▸ **Assignment A**
Answer these questions about the horseshoe crab methods text, one per line:
(i) Which version of trimmomatic was used to trim the transcriptome reads?
(ii) What weight did the Evidence Modeler give to 'pasa'?
(iii) What length range of processed small RNA reads was mapped to the genomes?
▸ **Assignment B**
Reproduce the portion of the horseshoe crab methods text starting at "To process small" and ending at "horseshoe crab genome.".

▸ **Document section**
________________________
Raw sequencing reads of the transcriptomes were pre-processed with quality trimmed by trimmomatic (version 0.33, with parameters ‘ILLUMINACLIP: TruSeq3-PE.fa:2:30:10 SLIDINGWINDOW:4:5 LEADING:5 TRAILING:5 MINLEN:25’)38. For the nuclear genomes, the genome sequences were cleaned and masked by Funannotate (v1.6.0, https://github.com/nextgenusfs/funannotate)39, the softmasked assembly were used to run ‘funannotate train’ with parameters ‘–stranded RF–max_intronlen 350,000’ to align RNA-seq data, ran Trinity, and then ran PASA40. The PASA gene models were used to train Augustus in ‘funannotate predict’ step following manufacturers recommended options for eukaryotic genomes (https://funannotate.readthedocs.io/en/latest/tutorials.html#non-fungal-genomes-higher-eukaryotes). Briefly, the gene models were predicted by funannotate predict with parameters ‘–repeats2evm–protein_evidence uniprot_sprot.fasta–genemark_mode ET–busco_seed_species arthropoda–optimize_augustus–busco_db arthropoda–organism other–max_intronlen 350000’, the gene models predicted by several prediction sources including GeneMark41, high-quality Augustus predictions (HiQ), PASA40, Augustus42, GlimmerHMM43 and snap44 were passed to Evidence Modeler40 (EVM Weights: {‘GeneMark’: 1, ‘HiQ’: 2, ‘pasa’: 6, ‘proteins’: 1, ‘Augustus’: 1, ‘GlimmerHMM’: 1, ‘snap’: 1, ‘transcripts’: 1}) and generated the final annotation files, and then used of PASA40 to update the EVM consensus predictions, added UTR annotations and models for alternatively spliced isoforms. The protein-coding genes which cannot hit to nr db by DIAMOND blastp (version v0.9.22.123)45 with e value 1e-5 were removed.
To process small RNA data, we removed small RNA sequencing raw reads with Phred quality score less than 20, and adaptor sequences were trimmed. Processed reads of length 18–27 bp were then mapped to their respective horseshoe crab genome and analysed using the mirDeep2 package46. To identify conserved microRNAs, the predicted horseshoe crab microRNA hairpins were compared against metazoan microRNA precursor sequences from miRBase28 using BLASTn (e value 0.01)47. Predicted microRNAs were manually examined. Novel microRNAs were defined only when they fulfilled the unique features of microRNAs (MirGeneDB 2.0 https://mirgenedb.org/information)29. In addition, the copy number of microRNA loci was examined by using microRNA hairpins confirmed above to BLAST against each horseshoe crab genome.
________________________
▸ **Dataset content**

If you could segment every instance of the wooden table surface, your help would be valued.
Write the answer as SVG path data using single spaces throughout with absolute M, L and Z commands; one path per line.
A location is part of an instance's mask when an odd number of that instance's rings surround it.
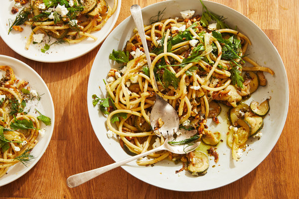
________________________
▸ **Expected answer A**
(i) Version 0.33
(ii) 6
(iii) 18–27 bp

▸ **Expected answer B**
To process small RNA data, we removed small RNA sequencing raw reads with Phred quality score less than 20, and adaptor sequences were trimmed. Processed reads of length 18–27 bp were then mapped to their respective horseshoe crab genome and analysed using the mirDeep2 package46. To identify conserved microRNAs, the predicted horseshoe crab microRNA hairpins were compared against metazoan microRNA precursor sequences from miRBase28 using BLASTn (e value 0.01)47. Predicted microRNAs were manually examined. Novel microRNAs were defined only when they fulfilled the unique features of microRNAs (MirGeneDB 2.0 https://mirgenedb.org/information)29. In addition, the copy number of microRNA loci was examined by using microRNA hairpins confirmed above to BLAST against each horseshoe crab genome.